(Region pointing data)

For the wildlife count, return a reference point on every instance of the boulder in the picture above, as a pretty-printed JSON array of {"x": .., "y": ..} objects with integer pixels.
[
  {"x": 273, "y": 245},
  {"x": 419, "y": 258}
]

### Description of the task
Write all the records out again. Nothing may differ from the original.

### Response
For the wildlife count, return a reference point on every instance of the boulder in the picture above, as a pretty-printed JSON array of {"x": .., "y": ..} objects with integer pixels.
[
  {"x": 273, "y": 245},
  {"x": 419, "y": 258}
]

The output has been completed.